Nardi's aim: Art with a point
The Toronto Star
March 12, 2007
Joe Fiorito
The actor Tony Nardi was taking coffee at Centro on a recent
afternoon. Centro, on St. Clair West, is a tavola calda,
a hot table, a place where you can get a plate of pasta, and
many other fine and reasonably priced things to eat; also, a
cup of good espresso.
Nardi was at ease. He lives nearby and Centro is his local.
The room was warm with the smell of red sauce. He motioned to
a chair. I sat. He said, "The people here are from near
my home, Cosenza. It's nice to be able to come here and speak
my dialect."
Nardi came to Toronto from Cosenza by way of Montreal. I am
familiar with the way they speak here and in the latter place.
How do they speak in Cosenza?
The actor became two men in conversation at a bus stop.
"Where does this bus go?"
"Where it goes."
"When does it leave?"
"When it leaves."
Those few lines bore the freight of subtle gesture and the weight
of a certain philosophy and I have been, if not in Cosenza,
then near enough to feel as if I'd know the place. The last
time we spoke, Nardi was reading from Two Letters, his one-man
argument against the use of stereotype as a stand-in for the
truth; or, if you prefer, from his two-part argument in favour
of honesty in art.
Honesty?
It is the actor's dialect.
Alas, the world of the theatre is a small one where, on bad
days, there is little room for truth or honesty. Nardi, in a
blistering performance, made certain critics, and many actors,
uncomfortable or afraid. I saw what he did. He was masterful.
He ranted, he dared, he wept, he laughed, he improvised. At
times, he looked to me like a man walking barefoot to his lover
over broken glass. Of course, he had trouble getting reviewed.

===============

▶ PROBLEM STATEMENT
Copy out the column above about actor Tony Nardi word for word, from its headline through its last sentence.

▶ SUPPLIED DATA
===============

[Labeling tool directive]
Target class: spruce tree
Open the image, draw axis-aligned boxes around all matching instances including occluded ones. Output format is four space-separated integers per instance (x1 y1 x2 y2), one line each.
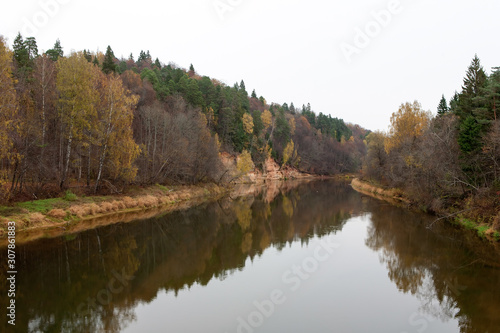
45 39 64 61
458 55 487 121
13 33 29 68
438 95 449 116
102 45 116 74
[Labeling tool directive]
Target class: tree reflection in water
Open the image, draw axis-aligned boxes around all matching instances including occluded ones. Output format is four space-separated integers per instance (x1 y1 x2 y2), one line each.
366 200 500 333
0 182 500 333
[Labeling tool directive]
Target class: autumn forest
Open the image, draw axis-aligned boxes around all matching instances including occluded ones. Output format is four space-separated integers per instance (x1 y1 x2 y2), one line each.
0 34 500 230
0 35 367 200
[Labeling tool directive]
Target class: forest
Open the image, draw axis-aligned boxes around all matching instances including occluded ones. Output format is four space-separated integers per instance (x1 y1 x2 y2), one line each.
0 34 368 201
363 55 500 234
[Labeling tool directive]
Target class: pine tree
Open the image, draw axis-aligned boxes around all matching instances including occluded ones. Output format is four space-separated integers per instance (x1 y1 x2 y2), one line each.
438 95 449 116
24 37 38 62
449 91 460 114
459 55 487 121
13 33 29 68
45 39 64 61
83 50 92 62
102 45 116 74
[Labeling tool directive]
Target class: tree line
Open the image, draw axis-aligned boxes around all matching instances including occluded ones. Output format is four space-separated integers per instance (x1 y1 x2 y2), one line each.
364 56 500 228
0 34 368 199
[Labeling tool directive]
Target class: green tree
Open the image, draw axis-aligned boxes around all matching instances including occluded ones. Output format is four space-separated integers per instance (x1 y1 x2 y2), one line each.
0 36 18 165
45 39 64 62
102 45 116 74
458 115 481 154
458 55 487 121
438 95 449 116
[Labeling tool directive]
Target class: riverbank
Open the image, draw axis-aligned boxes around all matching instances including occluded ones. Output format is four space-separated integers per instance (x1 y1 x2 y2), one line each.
351 178 500 243
0 184 231 245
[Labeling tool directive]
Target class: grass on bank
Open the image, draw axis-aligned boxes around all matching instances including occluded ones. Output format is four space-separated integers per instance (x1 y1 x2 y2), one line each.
0 184 223 234
455 216 500 241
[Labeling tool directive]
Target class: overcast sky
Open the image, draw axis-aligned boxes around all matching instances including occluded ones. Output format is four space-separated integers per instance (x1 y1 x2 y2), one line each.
0 0 500 130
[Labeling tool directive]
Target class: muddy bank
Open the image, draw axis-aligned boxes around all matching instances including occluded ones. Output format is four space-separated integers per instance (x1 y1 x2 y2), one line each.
351 178 411 205
351 178 500 248
0 184 227 246
0 177 317 246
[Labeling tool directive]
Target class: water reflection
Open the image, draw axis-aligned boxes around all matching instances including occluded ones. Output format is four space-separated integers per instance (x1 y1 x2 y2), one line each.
0 183 361 332
366 203 500 333
0 182 500 333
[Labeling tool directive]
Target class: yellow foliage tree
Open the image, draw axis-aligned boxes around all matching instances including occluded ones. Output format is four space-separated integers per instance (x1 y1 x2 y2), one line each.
0 36 18 159
0 35 19 195
236 149 255 174
243 113 253 134
260 110 273 133
95 72 140 190
384 101 431 153
288 118 296 135
283 140 295 165
56 52 98 188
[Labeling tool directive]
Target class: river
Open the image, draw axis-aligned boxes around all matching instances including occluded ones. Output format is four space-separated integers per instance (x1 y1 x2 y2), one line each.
0 181 500 333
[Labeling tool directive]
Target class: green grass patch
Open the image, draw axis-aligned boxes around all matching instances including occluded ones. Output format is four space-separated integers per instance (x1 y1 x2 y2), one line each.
0 206 23 217
17 198 63 213
155 184 169 192
63 190 78 201
477 225 490 238
459 218 477 230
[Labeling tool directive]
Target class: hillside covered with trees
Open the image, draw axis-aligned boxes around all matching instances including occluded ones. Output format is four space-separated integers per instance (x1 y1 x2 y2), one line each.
364 56 500 235
0 34 367 200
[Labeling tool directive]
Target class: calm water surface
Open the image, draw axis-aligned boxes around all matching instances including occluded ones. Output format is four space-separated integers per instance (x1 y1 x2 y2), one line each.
0 182 500 333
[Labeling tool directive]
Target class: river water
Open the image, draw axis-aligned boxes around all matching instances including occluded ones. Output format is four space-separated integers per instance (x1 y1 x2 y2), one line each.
0 181 500 333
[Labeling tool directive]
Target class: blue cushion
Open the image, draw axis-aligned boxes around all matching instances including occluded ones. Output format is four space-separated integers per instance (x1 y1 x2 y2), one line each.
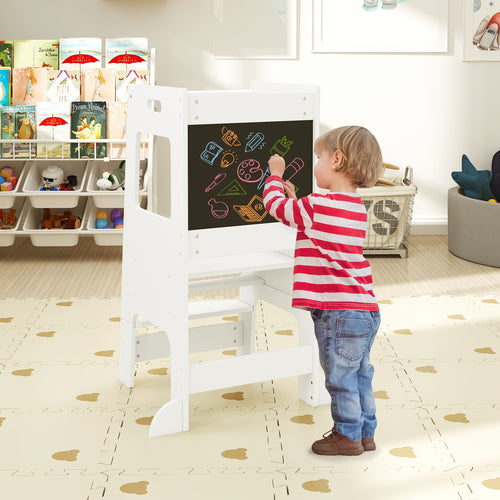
451 155 495 201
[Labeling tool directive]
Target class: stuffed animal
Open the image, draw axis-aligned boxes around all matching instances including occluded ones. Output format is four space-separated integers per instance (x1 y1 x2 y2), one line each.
96 160 125 191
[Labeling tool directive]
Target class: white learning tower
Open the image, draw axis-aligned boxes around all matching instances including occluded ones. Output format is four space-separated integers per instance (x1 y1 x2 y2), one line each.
119 83 328 436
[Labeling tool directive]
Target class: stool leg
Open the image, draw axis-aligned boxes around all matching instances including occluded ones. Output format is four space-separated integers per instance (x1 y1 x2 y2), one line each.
236 286 258 355
118 308 137 387
293 309 330 406
149 321 189 437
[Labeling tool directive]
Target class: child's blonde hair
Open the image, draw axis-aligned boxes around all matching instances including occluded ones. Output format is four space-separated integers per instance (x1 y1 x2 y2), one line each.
314 126 383 187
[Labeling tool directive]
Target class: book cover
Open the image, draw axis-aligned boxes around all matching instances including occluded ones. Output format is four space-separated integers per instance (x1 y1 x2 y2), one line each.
47 69 80 103
71 101 106 158
14 40 59 69
108 102 127 158
80 68 116 103
59 38 102 71
0 68 10 106
1 106 36 158
0 40 14 68
105 38 148 71
12 68 47 106
36 101 71 158
116 69 149 102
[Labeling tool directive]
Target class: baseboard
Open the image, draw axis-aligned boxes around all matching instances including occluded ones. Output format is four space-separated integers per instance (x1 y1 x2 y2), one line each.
410 218 448 235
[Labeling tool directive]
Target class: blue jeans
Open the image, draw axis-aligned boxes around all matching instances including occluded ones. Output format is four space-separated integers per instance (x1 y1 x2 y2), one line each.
311 309 380 441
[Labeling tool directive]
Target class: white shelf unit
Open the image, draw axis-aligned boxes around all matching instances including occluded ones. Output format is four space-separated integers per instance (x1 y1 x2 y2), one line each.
0 139 151 247
0 48 156 247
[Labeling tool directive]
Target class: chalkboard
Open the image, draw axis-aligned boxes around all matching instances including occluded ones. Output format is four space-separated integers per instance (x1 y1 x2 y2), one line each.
188 120 313 230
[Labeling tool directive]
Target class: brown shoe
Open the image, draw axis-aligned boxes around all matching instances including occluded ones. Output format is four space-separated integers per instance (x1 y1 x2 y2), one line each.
361 438 377 451
312 431 364 456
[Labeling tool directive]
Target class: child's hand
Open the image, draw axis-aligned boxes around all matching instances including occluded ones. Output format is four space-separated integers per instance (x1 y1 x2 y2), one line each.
268 155 285 177
283 181 297 200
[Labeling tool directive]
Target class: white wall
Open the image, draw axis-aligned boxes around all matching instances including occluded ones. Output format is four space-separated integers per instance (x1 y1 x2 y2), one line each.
0 0 500 233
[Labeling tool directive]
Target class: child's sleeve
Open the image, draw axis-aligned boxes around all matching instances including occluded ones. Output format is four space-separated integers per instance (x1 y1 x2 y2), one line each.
264 175 314 231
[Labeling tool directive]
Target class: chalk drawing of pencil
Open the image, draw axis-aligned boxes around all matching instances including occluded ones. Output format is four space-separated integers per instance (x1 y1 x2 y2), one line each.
245 132 264 153
205 174 226 193
270 135 293 156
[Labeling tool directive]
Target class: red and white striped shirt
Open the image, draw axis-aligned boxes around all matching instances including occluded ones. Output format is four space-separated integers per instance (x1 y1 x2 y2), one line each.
264 175 378 311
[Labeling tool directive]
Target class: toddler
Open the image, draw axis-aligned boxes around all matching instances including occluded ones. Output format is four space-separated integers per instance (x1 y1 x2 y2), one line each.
264 126 383 455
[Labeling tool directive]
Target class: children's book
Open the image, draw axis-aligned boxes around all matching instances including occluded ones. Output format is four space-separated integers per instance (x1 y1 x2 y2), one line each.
116 69 149 102
0 67 10 106
47 69 80 103
1 106 36 158
59 38 102 71
71 101 106 158
0 40 14 68
80 68 116 102
108 102 127 158
14 40 59 69
12 68 47 106
106 38 148 71
36 101 71 158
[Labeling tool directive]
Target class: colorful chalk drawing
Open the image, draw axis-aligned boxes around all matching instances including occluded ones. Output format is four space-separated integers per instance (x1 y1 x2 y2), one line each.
269 135 293 156
245 132 266 153
283 158 304 181
220 151 238 168
205 173 226 193
233 195 267 222
208 198 229 219
200 141 223 165
236 159 264 183
217 179 247 196
222 127 241 147
188 120 314 230
363 0 405 11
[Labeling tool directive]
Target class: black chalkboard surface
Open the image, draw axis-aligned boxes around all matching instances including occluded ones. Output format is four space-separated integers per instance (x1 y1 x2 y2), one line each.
188 120 313 230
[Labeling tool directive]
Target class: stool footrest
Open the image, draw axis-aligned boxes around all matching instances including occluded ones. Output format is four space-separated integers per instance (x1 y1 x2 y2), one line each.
189 346 313 394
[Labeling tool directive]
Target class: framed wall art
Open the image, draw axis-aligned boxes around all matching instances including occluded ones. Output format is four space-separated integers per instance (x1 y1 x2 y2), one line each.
313 0 448 52
213 0 297 59
463 0 500 61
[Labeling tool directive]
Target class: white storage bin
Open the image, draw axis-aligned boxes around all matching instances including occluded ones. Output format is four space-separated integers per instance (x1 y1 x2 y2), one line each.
86 160 148 208
358 184 417 251
0 196 29 247
22 160 88 208
23 198 86 247
85 200 123 246
0 160 26 209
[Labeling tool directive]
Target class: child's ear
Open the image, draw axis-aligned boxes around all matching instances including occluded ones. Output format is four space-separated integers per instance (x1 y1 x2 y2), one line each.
332 149 344 168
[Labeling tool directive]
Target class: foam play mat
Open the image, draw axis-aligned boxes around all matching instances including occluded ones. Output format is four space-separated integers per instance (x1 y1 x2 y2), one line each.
0 296 500 500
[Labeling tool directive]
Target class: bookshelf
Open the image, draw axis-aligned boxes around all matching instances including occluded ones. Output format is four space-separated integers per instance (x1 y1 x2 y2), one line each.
0 48 156 247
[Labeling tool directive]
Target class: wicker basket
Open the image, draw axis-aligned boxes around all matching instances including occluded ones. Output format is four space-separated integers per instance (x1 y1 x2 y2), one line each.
358 171 417 257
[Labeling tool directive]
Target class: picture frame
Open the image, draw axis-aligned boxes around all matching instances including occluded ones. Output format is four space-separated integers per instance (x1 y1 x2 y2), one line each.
213 0 298 59
312 0 448 53
463 0 500 61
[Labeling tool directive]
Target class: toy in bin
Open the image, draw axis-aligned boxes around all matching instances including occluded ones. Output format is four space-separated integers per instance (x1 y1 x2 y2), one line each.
0 167 18 191
40 165 78 191
0 208 17 229
95 208 123 229
96 160 125 191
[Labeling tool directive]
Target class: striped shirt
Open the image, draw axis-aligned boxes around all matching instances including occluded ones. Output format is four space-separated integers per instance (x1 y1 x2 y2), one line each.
264 175 378 311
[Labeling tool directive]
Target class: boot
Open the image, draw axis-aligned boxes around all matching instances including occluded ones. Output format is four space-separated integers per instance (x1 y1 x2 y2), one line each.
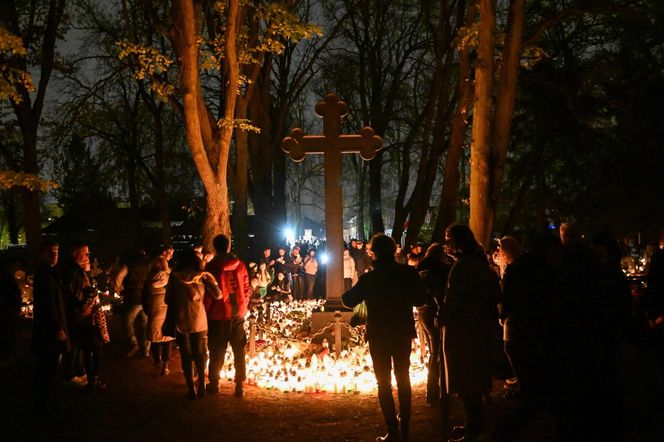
376 417 401 442
185 377 196 401
196 376 205 399
234 382 244 399
399 415 410 442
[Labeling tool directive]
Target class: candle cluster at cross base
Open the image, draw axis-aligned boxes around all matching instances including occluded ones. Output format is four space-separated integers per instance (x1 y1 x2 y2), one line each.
215 301 428 393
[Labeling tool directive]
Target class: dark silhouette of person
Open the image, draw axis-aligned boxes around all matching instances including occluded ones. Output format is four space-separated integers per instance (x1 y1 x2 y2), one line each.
491 234 562 441
32 240 70 411
165 249 222 400
58 242 92 384
417 242 450 404
552 225 621 441
440 225 500 440
342 234 425 441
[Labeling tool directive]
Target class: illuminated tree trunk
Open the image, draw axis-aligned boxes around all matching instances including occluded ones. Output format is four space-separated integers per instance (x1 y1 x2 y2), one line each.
432 41 473 241
490 0 526 217
0 0 65 258
470 0 496 247
170 0 239 250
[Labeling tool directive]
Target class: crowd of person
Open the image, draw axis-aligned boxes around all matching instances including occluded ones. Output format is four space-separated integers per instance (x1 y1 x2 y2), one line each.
343 224 664 441
5 224 664 441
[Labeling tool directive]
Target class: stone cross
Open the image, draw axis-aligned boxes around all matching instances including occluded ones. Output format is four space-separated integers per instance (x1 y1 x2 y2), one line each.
281 94 383 307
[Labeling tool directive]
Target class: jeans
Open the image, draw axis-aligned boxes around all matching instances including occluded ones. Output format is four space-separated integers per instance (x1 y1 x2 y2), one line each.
304 273 316 299
125 304 148 353
208 318 247 386
369 339 412 433
177 332 205 392
417 307 444 400
150 341 171 364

===============

▶ ANSWER TO THE TASK
Nardi's aim: Art with a point
The Toronto Star
March 12, 2007
Joe Fiorito
The actor Tony Nardi was taking coffee at Centro on a recent
afternoon. Centro, on St. Clair West, is a tavola calda,
a hot table, a place where you can get a plate of pasta, and
many other fine and reasonably priced things to eat; also, a
cup of good espresso.
Nardi was at ease. He lives nearby and Centro is his local.
The room was warm with the smell of red sauce. He motioned to
a chair. I sat. He said, "The people here are from near
my home, Cosenza. It's nice to be able to come here and speak
my dialect."
Nardi came to Toronto from Cosenza by way of Montreal. I am
familiar with the way they speak here and in the latter place.
How do they speak in Cosenza?
The actor became two men in conversation at a bus stop.
"Where does this bus go?"
"Where it goes."
"When does it leave?"
"When it leaves."
Those few lines bore the freight of subtle gesture and the weight
of a certain philosophy and I have been, if not in Cosenza,
then near enough to feel as if I'd know the place. The last
time we spoke, Nardi was reading from Two Letters, his one-man
argument against the use of stereotype as a stand-in for the
truth; or, if you prefer, from his two-part argument in favour
of honesty in art.
Honesty?
It is the actor's dialect.
Alas, the world of the theatre is a small one where, on bad
days, there is little room for truth or honesty. Nardi, in a
blistering performance, made certain critics, and many actors,
uncomfortable or afraid. I saw what he did. He was masterful.
He ranted, he dared, he wept, he laughed, he improvised. At
times, he looked to me like a man walking barefoot to his lover
over broken glass. Of course, he had trouble getting reviewed.